- _Passage provided_:
Scientist of the Day - John Dalton
John Dalton, the modern founder of the atomic theory, died July 27, 1844, at age 77. The idea that all matter is composed of atoms goes back to Democritus in ancient Greece, and many early modern scientists were atomists of sorts, including Galileo and Isaac Newton. But it was all a very vague idea--no one knew how atoms differ from one another, or how they might combine, or what they might tell us about physical or chemical interactions. Dalton made atomism work.
A Quaker schoolmaster from northern England, Dalton became convinced by 1803 that recent discoveries about the pressure of gases and proportions in compounds could only be explained by the fact that each element is made of identical atoms, and that different elements are made of atoms that differ in weight. One of the things he sought to explain was his own discovery of the law of multiple proportions, which states that when two elements, such as nitrogen and oxygen, combine to form two different compounds, such as nitrous oxide and nitric oxide, then the weight of an element in one compound is always an exact multiple of its weight in the other. This could be explained if elements were atoms, which can only combine as units; add another atom, and you double the weight.

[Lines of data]
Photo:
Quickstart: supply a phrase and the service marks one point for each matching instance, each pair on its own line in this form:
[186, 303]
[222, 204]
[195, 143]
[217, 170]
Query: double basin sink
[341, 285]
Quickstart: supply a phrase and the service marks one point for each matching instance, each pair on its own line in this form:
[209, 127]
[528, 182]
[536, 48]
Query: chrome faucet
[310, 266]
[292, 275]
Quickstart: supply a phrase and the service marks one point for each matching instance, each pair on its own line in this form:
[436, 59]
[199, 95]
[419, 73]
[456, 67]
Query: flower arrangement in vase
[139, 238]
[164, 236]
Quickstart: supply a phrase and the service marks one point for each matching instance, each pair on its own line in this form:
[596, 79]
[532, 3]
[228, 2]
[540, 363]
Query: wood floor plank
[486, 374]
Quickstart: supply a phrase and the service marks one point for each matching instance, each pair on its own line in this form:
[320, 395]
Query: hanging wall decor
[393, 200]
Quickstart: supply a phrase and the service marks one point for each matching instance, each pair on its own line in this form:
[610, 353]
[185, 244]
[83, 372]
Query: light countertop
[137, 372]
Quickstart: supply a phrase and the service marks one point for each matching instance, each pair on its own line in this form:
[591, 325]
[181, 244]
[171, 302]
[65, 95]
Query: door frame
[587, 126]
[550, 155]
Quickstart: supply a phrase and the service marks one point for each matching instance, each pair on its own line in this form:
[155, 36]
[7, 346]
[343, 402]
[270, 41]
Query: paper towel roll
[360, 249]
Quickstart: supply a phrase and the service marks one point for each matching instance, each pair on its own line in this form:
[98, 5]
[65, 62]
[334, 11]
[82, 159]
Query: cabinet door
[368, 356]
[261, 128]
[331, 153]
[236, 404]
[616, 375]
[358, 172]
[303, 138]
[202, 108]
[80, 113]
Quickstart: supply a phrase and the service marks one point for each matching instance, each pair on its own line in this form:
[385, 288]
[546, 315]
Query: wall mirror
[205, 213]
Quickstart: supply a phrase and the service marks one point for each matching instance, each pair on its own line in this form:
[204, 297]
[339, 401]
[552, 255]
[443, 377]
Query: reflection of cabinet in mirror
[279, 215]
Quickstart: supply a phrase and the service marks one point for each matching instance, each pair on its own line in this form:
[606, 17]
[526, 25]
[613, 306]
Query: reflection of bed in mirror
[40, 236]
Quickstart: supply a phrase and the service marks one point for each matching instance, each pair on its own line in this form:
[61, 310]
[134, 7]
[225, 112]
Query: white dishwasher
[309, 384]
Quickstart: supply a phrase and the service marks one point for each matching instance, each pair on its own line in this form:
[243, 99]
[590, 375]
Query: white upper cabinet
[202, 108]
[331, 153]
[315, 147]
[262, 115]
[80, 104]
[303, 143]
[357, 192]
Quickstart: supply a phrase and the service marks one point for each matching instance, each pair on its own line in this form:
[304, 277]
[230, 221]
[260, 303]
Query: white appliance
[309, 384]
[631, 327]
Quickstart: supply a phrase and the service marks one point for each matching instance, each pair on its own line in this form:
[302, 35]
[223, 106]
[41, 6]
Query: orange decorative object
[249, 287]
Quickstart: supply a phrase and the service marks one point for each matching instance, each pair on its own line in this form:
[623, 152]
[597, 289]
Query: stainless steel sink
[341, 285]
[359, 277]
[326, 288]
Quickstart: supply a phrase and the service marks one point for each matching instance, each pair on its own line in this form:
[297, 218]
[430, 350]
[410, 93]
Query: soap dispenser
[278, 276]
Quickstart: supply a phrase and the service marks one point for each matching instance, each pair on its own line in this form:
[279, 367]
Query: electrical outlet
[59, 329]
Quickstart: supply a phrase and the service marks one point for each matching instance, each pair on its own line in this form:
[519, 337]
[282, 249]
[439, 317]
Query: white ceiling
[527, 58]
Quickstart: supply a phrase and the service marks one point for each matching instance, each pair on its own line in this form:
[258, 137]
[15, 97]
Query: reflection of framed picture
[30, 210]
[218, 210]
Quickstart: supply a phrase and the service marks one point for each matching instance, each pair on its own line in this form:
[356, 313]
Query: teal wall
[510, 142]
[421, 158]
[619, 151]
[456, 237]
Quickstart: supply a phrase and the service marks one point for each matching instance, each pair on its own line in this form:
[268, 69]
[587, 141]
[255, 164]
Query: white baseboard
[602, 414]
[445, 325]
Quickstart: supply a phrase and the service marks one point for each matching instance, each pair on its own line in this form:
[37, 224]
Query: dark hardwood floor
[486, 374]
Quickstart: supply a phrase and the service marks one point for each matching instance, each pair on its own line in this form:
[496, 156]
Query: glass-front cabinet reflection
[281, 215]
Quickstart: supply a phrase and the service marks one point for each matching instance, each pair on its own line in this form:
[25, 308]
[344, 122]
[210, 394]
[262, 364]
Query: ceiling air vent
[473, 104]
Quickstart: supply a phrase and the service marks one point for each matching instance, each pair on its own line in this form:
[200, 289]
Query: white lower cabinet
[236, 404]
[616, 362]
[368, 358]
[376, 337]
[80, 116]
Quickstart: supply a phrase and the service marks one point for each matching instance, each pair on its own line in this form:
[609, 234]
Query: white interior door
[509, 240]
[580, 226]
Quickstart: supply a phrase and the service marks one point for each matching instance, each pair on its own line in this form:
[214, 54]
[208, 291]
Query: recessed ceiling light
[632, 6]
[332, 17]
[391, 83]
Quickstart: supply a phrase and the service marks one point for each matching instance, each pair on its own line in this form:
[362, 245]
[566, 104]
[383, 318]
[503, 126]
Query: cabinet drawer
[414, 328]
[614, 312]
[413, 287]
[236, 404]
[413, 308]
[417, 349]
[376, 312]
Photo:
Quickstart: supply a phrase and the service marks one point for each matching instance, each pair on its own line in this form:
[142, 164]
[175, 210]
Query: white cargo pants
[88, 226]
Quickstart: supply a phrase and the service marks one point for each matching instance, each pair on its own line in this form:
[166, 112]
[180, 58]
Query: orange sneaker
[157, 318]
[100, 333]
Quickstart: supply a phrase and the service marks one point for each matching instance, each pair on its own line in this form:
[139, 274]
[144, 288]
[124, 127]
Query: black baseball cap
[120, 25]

- _Requirements_:
• a. Set down the part of the John Dalton profile that opens with the words containing "Scientist of the" and closes with "made atomism work.".
• b. Render this sentence from the John Dalton profile in Spanish: "John Dalton, the modern founder of the atomic theory, died July 27, 1844, at age 77."
• c. Carry the John Dalton profile forward, picking up after its last sentence.

- _Answers to the problems_:
• a.
Scientist of the Day - John Dalton
John Dalton, the modern founder of the atomic theory, died July 27, 1844, at age 77. The idea that all matter is composed of atoms goes back to Democritus in ancient Greece, and many early modern scientists were atomists of sorts, including Galileo and Isaac Newton. But it was all a very vague idea--no one knew how atoms differ from one another, or how they might combine, or what they might tell us about physical or chemical interactions. Dalton made atomism work.

• b. John Dalton, el fundador moderno de la teoría atómica, murió el 27 de julio de 1844, a los 77 años.

• c.
Dalton worked out a list of 20 elements and 17 compounds whose relative weights he had determined, including the elements hydrogen, nitrogen, carbon, and oxygen, and the compounds water, ammonia, and nitrous oxide. He had most of the compounds wrong, since he assumed that water is HO and ammonia is NH (it should be NH3), which means that many of the relative weights were wrong. He thought that oxygen was 7 times heavier than hydrogen instead of 16, and nitrogen (he calls it azote) was 5 times heavier than hydrogen (instead of 14). But all this would get worked out. The first part of the first volume of his New Theory of Chemical Philosophy appeared in 1808 (third image), and it contains a famous plate that pictures, really for the first time, atoms and their compounds, each atom with a different symbol, and each compound as an aggregation of those symbols (first image).
Dalton’s home city of Manchester has honored him with two statues, one in the Town Hall (fourth image), and several plaques (fifth image). Other parts of his New Theory were published in 1810 and 1827; we have the complete set in our History of Science Collection.
Dr. William B. Ashworth, Jr., Consultant for the History of Science, Linda Hall Library and Associate Professor, Department of History, University of Missouri-Kansas City. Comments or corrections are welcome; please direct to firstname.lastname@example.org.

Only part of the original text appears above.